__WORK REQUEST__. Repeat each record word for word. Leave nothing out.

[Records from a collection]
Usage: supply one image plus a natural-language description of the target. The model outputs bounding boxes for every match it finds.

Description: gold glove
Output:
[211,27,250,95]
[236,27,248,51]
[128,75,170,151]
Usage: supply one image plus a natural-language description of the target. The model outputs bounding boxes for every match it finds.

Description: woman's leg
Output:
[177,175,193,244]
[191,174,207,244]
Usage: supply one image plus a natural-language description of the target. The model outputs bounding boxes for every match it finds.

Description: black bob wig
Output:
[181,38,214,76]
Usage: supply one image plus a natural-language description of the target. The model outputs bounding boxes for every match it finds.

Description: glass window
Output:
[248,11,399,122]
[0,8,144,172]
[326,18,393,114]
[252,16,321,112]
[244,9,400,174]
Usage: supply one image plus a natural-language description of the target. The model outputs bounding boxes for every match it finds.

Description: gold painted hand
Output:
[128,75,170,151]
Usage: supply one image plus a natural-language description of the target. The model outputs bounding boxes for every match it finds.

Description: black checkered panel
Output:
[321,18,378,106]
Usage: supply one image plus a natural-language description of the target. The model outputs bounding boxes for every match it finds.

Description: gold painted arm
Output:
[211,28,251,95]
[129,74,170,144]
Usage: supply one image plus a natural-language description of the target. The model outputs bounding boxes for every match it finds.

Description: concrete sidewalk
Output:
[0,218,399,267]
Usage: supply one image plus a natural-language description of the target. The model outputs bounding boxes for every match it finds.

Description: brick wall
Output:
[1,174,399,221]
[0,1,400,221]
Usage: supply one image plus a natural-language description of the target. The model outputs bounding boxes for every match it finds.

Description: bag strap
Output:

__TASK OUTPUT__.
Usage: supply one image plus a natural-language description of the target. The model outputs bounding boxes for every match it finds.

Description: gold glove
Output:
[211,27,250,95]
[236,27,248,51]
[128,75,170,151]
Usage: supply one image plus a natural-language description of the target. The model outputs bounding boxes for every match it finds.

Description: woman's leg
Output:
[177,175,193,244]
[191,174,207,244]
Usage: supply one image plus a natural-language description of the target. The model outputs bounding boxes for every match it finds.

Description: black bob wig
Output:
[181,38,214,76]
Usage: supply one image plus a natural-language description of the target. The model outputs bounding boxes for every match it finds.

Description: glass window
Output:
[248,11,399,122]
[0,8,144,172]
[326,18,393,114]
[252,16,321,112]
[244,9,400,174]
Usage: supply one image plus a natural-language description of the target. The model outputs bounding boxes for every match it finds.

Description: gold painted hand
Output:
[128,75,170,151]
Usage: supply one image plus a natural-language description of the target. The model outputs bounding boxes for every match it finds.

Description: black checkered panel
Output:
[321,18,378,106]
Usage: supply one image plus a natural-language description of the target. The model outputs bounding boxes for every match it finds.

Description: gold painted arm
Output:
[211,28,251,95]
[129,74,170,144]
Usage: supply one image plus a natural-language description of the target. The model outputs bounding boxes for every match it finds.

Description: concrete sidewalk
Output:
[0,218,399,267]
Usage: supply one image plus a natural-language description of the target. The model outputs bounding boxes for every match it finds.

Description: brick wall
Output:
[1,174,399,221]
[0,1,400,221]
Usage: supply one image plus a natural-language description of the target. The model outputs bounding boxes for every match it finds.

Description: bag strap
Output:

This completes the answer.